== Goal ==
Below are the records. Restate word for word every line from the one that contains "[point] every instance of the small fluffy" through the final line, both included.

== Recorded data ==
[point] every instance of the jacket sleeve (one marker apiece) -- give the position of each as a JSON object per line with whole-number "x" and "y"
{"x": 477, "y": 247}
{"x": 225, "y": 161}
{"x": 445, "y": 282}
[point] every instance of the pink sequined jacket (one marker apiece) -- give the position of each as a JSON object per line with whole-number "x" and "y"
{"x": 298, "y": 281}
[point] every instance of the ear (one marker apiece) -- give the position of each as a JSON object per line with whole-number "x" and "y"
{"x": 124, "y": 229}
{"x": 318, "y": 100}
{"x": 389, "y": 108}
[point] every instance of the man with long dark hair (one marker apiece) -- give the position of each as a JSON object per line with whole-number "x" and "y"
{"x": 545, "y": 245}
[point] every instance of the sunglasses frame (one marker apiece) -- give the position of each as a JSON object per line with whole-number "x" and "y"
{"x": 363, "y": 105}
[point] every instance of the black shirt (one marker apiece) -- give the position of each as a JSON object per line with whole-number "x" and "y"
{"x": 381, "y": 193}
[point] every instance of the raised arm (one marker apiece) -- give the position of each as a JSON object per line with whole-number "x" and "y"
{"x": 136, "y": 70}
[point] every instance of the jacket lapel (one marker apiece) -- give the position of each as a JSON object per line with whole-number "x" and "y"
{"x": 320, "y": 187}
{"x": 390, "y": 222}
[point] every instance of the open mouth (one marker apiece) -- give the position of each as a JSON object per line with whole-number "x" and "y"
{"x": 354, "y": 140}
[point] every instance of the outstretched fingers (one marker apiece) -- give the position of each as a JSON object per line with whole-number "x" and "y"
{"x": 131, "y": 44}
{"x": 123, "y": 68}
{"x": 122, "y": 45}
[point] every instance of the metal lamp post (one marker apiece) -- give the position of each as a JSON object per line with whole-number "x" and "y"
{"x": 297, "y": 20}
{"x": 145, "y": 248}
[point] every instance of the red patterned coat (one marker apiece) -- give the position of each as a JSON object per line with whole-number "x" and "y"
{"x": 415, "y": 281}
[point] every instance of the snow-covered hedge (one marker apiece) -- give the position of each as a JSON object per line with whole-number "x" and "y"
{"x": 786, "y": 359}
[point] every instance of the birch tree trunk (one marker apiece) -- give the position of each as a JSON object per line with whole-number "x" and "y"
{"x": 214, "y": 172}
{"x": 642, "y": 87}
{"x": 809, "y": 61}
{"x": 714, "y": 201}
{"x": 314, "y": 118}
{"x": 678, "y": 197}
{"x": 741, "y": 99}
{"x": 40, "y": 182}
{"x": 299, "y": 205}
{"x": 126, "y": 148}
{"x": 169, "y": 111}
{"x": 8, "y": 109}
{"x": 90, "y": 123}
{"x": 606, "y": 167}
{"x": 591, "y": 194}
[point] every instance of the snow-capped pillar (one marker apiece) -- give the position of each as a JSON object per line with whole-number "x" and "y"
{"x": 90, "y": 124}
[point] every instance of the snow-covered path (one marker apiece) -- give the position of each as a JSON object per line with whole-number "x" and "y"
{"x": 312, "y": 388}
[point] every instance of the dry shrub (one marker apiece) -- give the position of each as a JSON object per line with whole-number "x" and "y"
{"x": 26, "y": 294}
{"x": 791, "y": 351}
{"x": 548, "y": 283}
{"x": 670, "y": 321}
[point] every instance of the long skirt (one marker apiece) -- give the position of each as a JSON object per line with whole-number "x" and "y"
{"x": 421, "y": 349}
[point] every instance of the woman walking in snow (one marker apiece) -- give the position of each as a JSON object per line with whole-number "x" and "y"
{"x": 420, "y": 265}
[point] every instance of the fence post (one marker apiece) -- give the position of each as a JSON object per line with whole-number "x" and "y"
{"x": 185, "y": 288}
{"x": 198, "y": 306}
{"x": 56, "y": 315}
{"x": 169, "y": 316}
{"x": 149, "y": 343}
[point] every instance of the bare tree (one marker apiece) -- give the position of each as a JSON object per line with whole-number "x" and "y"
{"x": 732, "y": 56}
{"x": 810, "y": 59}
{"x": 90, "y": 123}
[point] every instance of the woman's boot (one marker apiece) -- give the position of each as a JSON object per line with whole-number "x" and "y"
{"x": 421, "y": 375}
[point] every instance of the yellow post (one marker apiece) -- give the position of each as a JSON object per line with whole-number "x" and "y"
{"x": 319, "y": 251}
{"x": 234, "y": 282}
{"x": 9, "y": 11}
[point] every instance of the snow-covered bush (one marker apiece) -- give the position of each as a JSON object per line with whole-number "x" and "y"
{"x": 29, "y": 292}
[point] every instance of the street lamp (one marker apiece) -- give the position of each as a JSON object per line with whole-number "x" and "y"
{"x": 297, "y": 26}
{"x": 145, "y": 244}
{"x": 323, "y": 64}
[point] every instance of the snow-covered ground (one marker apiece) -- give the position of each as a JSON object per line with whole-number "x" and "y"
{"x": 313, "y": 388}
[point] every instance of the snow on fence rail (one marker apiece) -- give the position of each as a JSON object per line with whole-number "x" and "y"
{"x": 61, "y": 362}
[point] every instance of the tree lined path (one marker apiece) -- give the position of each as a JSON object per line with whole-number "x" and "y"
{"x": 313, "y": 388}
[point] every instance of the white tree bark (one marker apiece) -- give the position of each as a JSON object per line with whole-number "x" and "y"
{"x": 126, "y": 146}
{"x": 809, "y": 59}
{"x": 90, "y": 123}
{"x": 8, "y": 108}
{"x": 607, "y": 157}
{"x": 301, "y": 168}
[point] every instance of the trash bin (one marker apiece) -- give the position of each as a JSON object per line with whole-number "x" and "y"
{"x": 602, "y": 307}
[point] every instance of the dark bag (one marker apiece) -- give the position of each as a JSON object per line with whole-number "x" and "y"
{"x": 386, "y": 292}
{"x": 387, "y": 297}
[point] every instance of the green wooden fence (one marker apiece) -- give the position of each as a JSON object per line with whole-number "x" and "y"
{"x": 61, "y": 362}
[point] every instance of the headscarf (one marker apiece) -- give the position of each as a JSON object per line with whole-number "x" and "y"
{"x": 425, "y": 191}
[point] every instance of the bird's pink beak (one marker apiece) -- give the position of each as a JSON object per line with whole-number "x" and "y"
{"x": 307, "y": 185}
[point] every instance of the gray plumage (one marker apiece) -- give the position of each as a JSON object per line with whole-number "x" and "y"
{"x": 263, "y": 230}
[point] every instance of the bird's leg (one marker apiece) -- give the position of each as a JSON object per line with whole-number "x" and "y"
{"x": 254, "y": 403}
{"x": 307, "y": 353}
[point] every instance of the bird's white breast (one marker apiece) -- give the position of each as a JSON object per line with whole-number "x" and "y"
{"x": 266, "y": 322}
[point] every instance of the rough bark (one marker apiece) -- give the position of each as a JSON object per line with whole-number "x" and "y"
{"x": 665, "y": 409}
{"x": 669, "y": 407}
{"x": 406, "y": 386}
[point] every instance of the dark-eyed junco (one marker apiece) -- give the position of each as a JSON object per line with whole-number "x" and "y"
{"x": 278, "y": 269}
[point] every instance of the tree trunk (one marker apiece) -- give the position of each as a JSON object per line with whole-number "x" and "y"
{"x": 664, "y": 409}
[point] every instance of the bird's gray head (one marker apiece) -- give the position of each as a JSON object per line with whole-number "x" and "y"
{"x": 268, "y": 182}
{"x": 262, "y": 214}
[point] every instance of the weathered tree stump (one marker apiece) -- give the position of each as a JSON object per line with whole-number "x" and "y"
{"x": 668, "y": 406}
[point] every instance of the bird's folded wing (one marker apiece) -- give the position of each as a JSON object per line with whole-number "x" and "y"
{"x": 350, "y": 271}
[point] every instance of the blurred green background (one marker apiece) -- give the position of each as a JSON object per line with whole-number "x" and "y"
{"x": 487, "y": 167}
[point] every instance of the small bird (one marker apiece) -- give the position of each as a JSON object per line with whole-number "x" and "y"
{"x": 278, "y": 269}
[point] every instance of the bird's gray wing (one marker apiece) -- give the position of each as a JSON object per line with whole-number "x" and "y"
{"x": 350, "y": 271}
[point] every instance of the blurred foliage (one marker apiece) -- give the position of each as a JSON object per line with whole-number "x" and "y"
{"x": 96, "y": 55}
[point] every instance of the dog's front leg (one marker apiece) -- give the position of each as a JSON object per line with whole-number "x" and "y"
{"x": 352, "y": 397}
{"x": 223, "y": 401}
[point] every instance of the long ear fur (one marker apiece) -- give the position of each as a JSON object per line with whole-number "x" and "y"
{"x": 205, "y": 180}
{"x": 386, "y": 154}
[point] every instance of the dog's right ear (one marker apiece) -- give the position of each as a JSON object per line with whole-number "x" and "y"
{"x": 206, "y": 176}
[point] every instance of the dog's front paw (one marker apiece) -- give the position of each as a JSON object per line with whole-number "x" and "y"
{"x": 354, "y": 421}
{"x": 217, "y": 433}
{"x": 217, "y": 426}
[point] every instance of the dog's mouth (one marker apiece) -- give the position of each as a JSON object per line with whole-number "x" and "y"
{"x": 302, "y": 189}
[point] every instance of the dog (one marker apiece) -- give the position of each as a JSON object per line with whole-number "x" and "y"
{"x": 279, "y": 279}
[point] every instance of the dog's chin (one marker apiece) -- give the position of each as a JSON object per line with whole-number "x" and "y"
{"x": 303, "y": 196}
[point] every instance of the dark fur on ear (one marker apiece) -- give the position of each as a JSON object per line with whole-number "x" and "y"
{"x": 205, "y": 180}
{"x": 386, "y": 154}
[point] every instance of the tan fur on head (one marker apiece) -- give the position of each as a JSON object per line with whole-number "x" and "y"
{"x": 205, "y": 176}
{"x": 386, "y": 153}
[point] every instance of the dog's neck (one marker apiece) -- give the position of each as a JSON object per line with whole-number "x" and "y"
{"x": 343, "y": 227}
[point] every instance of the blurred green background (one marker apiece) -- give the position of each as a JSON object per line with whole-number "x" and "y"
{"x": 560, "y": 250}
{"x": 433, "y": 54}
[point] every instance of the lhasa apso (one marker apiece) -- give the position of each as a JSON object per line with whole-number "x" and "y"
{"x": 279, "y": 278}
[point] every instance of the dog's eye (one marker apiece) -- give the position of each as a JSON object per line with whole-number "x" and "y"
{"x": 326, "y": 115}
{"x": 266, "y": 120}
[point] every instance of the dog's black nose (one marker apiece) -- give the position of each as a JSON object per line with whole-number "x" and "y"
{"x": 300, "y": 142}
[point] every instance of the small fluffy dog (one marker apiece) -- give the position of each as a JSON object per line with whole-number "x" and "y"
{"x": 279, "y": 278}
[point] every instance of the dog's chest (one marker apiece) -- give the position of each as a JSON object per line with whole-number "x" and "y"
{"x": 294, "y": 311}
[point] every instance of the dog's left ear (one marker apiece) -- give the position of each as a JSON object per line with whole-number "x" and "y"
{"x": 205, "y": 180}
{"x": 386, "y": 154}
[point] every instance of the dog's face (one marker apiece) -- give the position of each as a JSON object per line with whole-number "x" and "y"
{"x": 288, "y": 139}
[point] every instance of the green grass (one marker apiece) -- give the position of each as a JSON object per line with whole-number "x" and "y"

== Answer in full ==
[point] every instance of the small fluffy dog (one marker apiece) -- give the position of each as a JSON object per line with whole-number "x" and "y"
{"x": 279, "y": 278}
[point] every instance of the dog's chest (one marker apiece) -- give the position of each as a JSON object per line with whole-number "x" and "y"
{"x": 294, "y": 311}
[point] every instance of the dog's left ear (one marker apiece) -- give the position of each as a JSON object per line with whole-number "x" and "y"
{"x": 205, "y": 180}
{"x": 386, "y": 154}
[point] every instance of the dog's face (one marker apiece) -- give the position of each as a JSON object per line with whole-number "x" and "y"
{"x": 288, "y": 139}
[point] every instance of the green grass (one marker apiece) -- give the position of each as a JSON object per line with whole-number "x" and "y"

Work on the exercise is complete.